S’ajoutent aux activités traditionnelles de la pastorale et de la vie cultuelle (la dimension spécifiquement religieuse de notre travail) la présence dans les réseaux (la dimension éthique, appliquée et fondamentale, pour moi « professionnelle » dans le double sens de ce terme, mais aussi théologique, notamment sous sa forme paradoxale, « négative » dirait peut-être la tradition) et la collaboration dans des projets pédagogiques et culturels (la dimension spirituelle et ludique). L’ensemble s’inscrit dans ce que j’appelle l’âme, la spiritualité, l’esprit ou l’identité de l’institution sociale.

Une conséquence de mon approche existentielle et phénoménologique est la difficulté d’attribuer mon travail à l’une ou l’autre discipline théologique. Elle est autant pratique que systématique, éthique que sociologique ou politique, appliquée que fondamentale.

Le rapport étroit avec les autres acteurs de l’accompagnement et des soins se reflète aussi au niveau des références et des auteurs retenus dans mon travail. Le choix est plus empirique et pragmatique que systématique, en fonction de ce qui surgit du terrain et des collaborations, de nouveau, dans une logique de réseau, donc systémique, autant philosophique que théologique, et, si théologique, pas forcément venant de théologiens reconnus comme tels.

Cette réalité, – qui est une réalité de vie et plus récolte que projet (donc profondément re-ligieuse, un « re-cueillement ») -, m’a amené à rompre avec la forme traditionnelle d’une dissertation qui développe son sujet dans une logique plutôt linéaire et à oser le pas vers une forme systémique qui assume le fait que ce que nous vivons et faisons, et pas seulement dans le secteur du handicap, n’a pas quelque part un début et quelque part ailleurs une fin et une conclusion. Au contraire, par rapport au handicap, quitter cette pensée causale et linéaire qui, à partir d’une affection physique (cérébrale ou autre), mène l’individu à être étiqueté et stigmatisé « handicapé, fou, triso, imbécile, arriéré » ou autres, est un des tous grands défis. C’est le contexte, le système, qui fait d’une personne telle qu’elle est une personne handicapée.

Ma dissertation

dissertare « discuter, exposer » ; dis- indiquant la séparation, la différence, le défaut … de serere « enchaîner, unir » (Dictionnaire culturel en lange française ; Le Robert, Paris 2005)

- [DONNÉES FOURNIES]:
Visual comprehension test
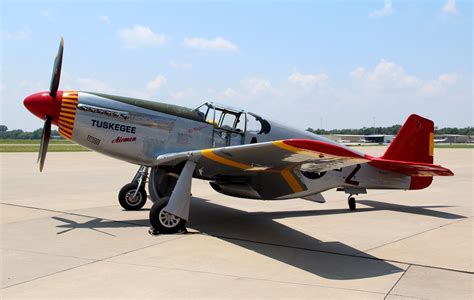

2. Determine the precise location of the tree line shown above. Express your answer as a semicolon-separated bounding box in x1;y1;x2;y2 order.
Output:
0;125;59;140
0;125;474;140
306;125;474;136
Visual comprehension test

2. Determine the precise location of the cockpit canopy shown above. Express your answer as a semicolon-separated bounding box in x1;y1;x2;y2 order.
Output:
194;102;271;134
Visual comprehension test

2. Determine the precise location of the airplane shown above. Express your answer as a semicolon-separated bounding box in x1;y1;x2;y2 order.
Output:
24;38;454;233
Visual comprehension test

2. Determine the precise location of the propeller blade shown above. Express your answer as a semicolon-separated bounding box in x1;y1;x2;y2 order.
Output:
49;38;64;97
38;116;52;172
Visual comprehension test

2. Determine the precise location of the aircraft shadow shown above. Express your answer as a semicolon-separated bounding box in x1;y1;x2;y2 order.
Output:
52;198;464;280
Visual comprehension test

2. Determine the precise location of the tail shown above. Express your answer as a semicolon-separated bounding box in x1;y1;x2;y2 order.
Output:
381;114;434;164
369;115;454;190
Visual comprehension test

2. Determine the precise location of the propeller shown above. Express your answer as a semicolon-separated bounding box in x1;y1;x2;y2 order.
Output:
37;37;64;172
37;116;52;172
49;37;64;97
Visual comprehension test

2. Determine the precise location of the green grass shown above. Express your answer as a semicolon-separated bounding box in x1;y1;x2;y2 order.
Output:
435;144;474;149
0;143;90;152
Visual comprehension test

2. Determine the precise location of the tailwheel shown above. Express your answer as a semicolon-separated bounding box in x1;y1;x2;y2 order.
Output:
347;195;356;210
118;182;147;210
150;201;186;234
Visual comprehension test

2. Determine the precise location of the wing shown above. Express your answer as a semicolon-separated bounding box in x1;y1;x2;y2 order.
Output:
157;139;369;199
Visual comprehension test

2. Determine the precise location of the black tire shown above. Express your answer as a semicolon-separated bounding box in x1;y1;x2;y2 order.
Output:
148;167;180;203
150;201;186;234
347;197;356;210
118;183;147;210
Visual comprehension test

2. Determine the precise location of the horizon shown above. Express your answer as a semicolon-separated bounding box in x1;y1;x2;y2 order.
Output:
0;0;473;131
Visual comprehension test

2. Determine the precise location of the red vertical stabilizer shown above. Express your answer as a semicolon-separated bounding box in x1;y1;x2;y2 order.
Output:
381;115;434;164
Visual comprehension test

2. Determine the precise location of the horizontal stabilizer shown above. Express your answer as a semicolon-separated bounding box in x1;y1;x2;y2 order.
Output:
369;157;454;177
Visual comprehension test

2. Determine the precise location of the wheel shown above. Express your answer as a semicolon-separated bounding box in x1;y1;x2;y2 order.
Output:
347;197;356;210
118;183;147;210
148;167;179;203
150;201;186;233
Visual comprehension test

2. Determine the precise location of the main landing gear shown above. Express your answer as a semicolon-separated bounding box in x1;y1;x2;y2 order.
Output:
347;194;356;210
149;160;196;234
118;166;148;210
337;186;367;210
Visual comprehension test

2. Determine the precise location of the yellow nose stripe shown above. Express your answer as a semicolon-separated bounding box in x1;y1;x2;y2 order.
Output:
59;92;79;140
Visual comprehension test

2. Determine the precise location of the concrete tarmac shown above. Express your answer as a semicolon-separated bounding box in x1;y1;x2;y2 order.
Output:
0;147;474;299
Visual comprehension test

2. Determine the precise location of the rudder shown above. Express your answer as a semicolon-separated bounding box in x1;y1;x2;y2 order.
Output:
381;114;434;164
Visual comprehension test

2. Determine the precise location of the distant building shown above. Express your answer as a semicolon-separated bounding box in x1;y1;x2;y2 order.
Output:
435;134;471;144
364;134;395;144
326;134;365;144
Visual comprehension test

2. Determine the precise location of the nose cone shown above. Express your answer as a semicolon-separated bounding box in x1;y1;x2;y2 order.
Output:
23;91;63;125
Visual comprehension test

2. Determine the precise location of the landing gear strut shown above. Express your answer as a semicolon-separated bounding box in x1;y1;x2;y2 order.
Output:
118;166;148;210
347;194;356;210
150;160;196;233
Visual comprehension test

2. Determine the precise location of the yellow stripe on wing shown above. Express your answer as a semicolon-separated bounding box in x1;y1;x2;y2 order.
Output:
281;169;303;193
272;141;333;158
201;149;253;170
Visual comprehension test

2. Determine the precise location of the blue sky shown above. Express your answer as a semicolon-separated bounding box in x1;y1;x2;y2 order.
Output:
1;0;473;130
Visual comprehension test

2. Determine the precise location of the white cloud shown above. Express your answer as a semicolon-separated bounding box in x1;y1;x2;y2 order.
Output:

- [EXERCICE]:
Recopiez mot pour mot le passage de l’extrait de page qui commence à « Une conséquence de » et se termine à « appliquée que fondamentale. ».

- [RÉPONSE ÉCRITE]:
Une conséquence de mon approche existentielle et phénoménologique est la difficulté d’attribuer mon travail à l’une ou l’autre discipline théologique. Elle est autant pratique que systématique, éthique que sociologique ou politique, appliquée que fondamentale.